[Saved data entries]
□ □ □ □ □ □ □

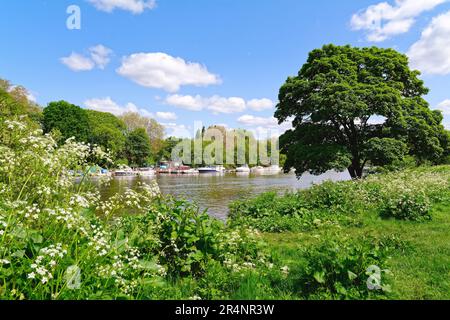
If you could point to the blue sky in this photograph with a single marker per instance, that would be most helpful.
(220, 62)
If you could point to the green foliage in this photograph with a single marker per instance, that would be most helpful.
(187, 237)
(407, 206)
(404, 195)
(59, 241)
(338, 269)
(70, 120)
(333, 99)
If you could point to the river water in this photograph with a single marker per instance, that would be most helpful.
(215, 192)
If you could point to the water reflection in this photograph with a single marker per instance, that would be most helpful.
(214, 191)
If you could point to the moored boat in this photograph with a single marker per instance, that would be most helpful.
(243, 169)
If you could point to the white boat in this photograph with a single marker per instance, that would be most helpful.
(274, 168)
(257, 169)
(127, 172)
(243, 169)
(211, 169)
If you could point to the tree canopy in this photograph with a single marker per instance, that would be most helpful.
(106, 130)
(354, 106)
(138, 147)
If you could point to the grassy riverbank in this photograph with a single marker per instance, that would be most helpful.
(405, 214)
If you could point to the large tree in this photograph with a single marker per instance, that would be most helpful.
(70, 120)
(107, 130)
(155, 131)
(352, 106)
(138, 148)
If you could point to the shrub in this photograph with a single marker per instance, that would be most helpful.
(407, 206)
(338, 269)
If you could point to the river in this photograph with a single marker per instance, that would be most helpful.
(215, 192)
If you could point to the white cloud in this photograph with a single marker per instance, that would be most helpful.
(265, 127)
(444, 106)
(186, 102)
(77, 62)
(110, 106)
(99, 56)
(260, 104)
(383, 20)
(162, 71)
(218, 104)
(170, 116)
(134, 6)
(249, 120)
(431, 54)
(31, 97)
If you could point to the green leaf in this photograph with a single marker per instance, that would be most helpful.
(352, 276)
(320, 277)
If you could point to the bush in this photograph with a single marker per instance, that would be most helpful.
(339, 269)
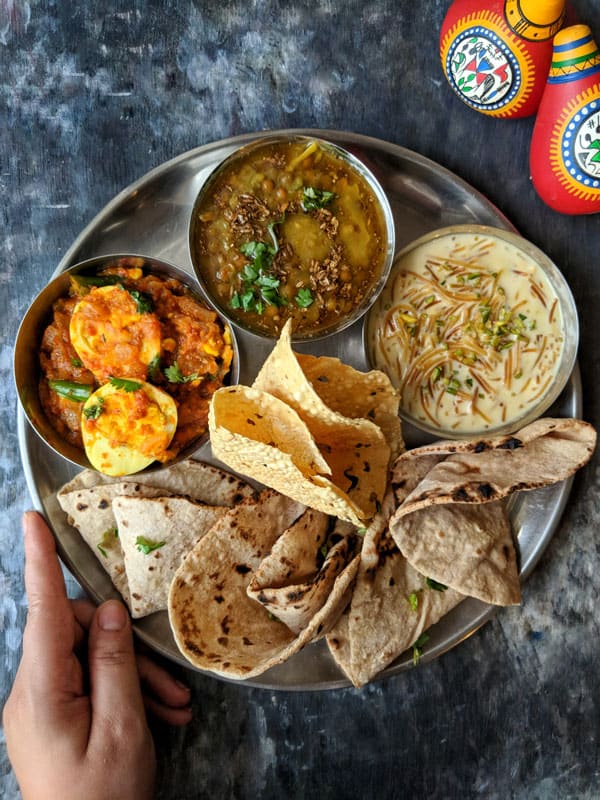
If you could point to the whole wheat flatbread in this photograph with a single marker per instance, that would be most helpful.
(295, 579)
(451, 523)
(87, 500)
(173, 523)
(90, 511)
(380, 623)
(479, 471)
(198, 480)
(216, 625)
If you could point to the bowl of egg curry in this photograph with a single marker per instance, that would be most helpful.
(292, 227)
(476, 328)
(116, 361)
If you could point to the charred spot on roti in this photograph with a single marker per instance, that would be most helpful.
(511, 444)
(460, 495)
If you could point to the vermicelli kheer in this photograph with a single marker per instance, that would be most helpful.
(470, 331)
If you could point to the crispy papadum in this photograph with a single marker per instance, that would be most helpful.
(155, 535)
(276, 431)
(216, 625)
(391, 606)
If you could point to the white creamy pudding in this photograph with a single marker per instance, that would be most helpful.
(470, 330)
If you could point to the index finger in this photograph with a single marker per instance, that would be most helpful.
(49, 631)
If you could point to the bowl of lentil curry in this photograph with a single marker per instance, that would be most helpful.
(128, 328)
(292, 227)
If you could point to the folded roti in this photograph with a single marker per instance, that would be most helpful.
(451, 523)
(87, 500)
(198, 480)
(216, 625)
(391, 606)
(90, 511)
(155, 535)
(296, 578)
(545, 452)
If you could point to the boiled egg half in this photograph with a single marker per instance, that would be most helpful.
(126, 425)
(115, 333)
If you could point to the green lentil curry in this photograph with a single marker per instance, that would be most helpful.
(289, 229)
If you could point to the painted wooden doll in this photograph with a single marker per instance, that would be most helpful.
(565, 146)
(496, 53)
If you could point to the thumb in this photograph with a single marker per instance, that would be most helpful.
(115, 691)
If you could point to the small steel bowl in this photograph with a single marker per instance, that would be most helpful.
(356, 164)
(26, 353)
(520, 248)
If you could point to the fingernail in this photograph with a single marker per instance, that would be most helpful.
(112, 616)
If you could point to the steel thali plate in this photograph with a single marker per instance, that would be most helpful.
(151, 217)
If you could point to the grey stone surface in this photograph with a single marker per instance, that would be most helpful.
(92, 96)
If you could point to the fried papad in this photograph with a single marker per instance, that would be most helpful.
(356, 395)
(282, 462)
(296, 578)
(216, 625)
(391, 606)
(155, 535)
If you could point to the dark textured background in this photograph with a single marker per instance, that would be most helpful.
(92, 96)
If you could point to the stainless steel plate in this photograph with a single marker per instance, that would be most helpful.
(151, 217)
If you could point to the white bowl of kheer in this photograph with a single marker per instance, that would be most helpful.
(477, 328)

□ □ □ □ □ □ □

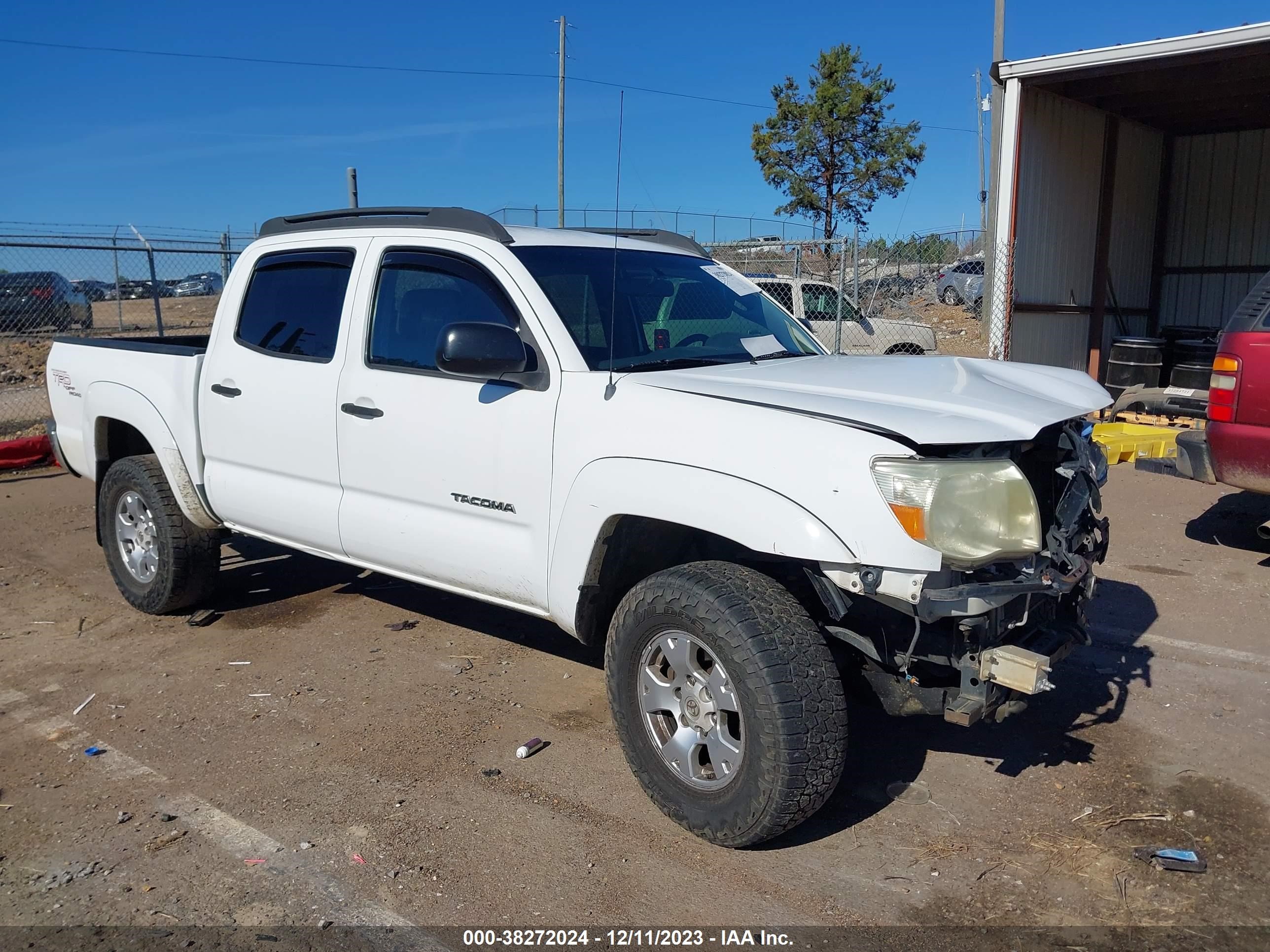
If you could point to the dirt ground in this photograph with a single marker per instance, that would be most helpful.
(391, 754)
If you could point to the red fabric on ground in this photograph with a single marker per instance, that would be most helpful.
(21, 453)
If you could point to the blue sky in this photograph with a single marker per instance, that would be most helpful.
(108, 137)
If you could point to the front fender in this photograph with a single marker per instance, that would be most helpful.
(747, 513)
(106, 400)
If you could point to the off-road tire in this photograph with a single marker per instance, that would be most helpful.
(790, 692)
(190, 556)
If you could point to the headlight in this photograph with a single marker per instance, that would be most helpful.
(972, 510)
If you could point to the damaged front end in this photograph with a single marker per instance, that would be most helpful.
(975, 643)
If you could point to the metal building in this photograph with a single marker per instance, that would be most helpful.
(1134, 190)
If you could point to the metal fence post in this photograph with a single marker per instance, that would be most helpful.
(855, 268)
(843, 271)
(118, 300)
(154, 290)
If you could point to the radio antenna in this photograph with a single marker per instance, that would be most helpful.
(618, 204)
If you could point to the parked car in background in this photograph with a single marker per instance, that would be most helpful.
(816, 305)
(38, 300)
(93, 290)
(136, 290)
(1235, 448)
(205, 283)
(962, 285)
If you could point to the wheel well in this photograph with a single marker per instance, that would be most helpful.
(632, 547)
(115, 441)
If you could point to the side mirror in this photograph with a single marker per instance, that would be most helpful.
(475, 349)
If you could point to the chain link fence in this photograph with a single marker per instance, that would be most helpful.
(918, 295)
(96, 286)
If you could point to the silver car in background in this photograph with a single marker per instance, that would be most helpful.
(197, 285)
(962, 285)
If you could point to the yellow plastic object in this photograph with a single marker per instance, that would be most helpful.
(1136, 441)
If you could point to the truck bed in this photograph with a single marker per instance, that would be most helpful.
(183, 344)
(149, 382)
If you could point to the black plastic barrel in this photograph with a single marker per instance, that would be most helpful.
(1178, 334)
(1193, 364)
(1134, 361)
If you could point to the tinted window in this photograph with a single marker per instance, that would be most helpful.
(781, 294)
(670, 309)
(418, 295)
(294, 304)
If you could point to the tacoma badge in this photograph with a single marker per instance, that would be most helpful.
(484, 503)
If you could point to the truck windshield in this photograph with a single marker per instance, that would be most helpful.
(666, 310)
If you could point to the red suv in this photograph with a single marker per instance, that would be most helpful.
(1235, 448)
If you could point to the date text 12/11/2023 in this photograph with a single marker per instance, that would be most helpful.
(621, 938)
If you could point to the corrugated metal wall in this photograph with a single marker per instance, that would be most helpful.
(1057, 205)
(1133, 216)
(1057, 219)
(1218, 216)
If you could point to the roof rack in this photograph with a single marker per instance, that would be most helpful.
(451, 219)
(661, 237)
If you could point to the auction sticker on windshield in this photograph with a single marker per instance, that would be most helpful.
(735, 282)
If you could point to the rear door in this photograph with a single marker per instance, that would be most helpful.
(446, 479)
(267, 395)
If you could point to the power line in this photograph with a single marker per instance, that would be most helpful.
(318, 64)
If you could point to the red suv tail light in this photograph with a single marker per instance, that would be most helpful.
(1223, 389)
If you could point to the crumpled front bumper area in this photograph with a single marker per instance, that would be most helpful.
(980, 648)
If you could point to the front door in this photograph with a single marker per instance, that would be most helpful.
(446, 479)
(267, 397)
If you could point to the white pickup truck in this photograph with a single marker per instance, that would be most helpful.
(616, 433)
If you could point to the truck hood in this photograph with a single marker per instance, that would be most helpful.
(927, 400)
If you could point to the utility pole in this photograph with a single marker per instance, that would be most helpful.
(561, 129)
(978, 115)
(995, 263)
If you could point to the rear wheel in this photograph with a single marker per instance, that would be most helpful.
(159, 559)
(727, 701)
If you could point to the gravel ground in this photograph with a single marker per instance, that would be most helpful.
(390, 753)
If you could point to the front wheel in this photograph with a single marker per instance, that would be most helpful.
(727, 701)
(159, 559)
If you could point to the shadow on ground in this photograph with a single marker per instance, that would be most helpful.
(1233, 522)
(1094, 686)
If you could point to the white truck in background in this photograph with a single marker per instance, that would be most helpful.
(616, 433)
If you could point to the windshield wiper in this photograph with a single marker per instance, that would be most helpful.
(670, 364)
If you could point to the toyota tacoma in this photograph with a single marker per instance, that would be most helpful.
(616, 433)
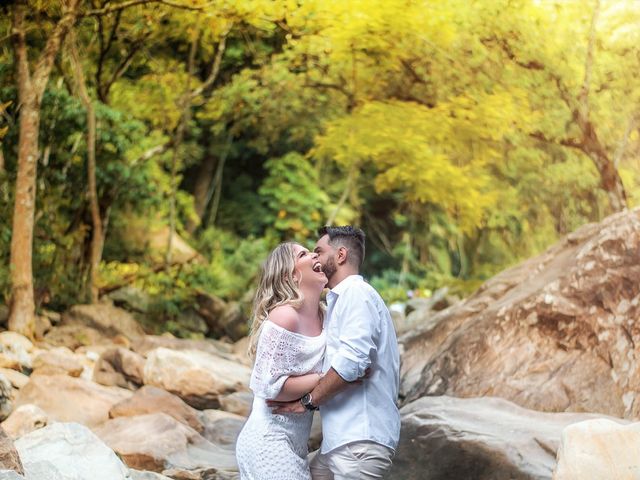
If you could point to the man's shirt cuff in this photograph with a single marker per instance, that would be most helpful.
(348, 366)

□ □ □ □ □ □ □

* _WHAT YOU ARE ASKED TO DO_:
Can you gather every line of the items above that contains the word "front" and copy each one out?

* _SOLUTION FOR THIS TASK_:
If you could point to the front fender in this photograph with a single marker per instance, that would be most helpful.
If you could point to the damaged front end in this photograph with a single marker per instance, that would be most helpful.
If you could point to the crumpled front bumper area in this photograph with a single marker per instance, that would be most helpful.
If you could point to the front door in this photograph with a single marker per instance, that would be most helpful.
If you could point to the front wheel in this photograph with a single marker per instance, that would be most helpful.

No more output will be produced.